Find each line of the material below in which the word "this" occurs, and return it.

[INPUT RECORDS Boundary: Start]

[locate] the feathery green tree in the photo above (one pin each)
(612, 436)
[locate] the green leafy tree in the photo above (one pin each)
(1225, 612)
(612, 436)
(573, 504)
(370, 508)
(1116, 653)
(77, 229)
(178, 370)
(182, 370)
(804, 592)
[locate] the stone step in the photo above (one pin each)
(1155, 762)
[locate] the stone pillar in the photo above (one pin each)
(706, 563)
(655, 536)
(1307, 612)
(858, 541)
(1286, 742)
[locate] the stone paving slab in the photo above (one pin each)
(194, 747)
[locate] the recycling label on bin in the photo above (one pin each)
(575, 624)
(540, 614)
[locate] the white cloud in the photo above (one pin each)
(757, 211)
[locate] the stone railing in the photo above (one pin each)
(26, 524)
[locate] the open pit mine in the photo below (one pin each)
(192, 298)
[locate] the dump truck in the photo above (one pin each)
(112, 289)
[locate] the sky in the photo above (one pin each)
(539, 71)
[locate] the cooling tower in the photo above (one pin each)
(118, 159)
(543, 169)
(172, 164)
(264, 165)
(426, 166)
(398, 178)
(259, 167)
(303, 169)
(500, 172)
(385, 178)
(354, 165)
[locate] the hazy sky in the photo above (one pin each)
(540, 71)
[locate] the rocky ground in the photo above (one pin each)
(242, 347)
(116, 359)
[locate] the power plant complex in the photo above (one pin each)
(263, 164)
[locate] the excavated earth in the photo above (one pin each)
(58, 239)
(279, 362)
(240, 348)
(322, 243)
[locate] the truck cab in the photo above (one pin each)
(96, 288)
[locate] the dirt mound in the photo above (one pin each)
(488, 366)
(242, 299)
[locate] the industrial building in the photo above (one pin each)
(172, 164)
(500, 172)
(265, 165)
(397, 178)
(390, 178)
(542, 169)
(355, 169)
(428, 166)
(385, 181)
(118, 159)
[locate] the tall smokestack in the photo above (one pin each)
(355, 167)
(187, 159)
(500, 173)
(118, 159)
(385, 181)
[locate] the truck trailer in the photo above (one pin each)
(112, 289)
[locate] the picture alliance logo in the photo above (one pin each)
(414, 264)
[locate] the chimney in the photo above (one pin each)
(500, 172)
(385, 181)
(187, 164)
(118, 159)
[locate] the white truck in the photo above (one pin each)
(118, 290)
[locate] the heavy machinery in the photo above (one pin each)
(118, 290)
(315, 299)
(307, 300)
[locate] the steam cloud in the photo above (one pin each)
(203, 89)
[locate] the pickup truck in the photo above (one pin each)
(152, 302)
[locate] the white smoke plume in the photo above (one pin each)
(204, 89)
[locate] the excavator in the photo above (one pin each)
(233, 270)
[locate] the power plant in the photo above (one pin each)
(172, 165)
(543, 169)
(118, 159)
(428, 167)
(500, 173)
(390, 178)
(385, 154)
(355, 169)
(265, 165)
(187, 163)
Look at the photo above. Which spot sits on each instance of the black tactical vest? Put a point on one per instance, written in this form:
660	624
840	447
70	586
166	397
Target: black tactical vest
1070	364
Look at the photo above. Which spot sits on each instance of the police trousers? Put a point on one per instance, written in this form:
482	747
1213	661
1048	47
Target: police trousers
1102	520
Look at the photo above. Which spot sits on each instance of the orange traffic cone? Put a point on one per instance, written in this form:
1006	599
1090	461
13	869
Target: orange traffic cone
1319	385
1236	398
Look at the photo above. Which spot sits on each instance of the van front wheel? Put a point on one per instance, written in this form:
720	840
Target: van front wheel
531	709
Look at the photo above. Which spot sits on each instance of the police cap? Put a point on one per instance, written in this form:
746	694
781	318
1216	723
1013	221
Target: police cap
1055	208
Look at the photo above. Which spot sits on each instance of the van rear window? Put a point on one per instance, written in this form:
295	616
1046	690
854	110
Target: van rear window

[INPUT RECORDS Boundary: End]

■ **EXPECTED ANSWER**
Look at the photo above. Which spot sits on each instance of the black tactical vest? Put a point on one per instance, written in this form:
Look at the photo above. Which spot sits on each instance of the police trousers? Put a point on one per instance, written in this form:
Look at the photo above. Which spot sits on each instance of the orange traffic cone? Put a point on one per instance, written in this form:
Look at the photo above. Which spot sits on each instance of the van front wheel? Put a point on one per instance, written in this form:
Look at the photo above. Which spot sits on each instance of the police cap? Put a point on one per instance, written in this form:
Look at the photo above. Which spot sits on each instance of the van rear window? Put a point on one per instance, written in this form:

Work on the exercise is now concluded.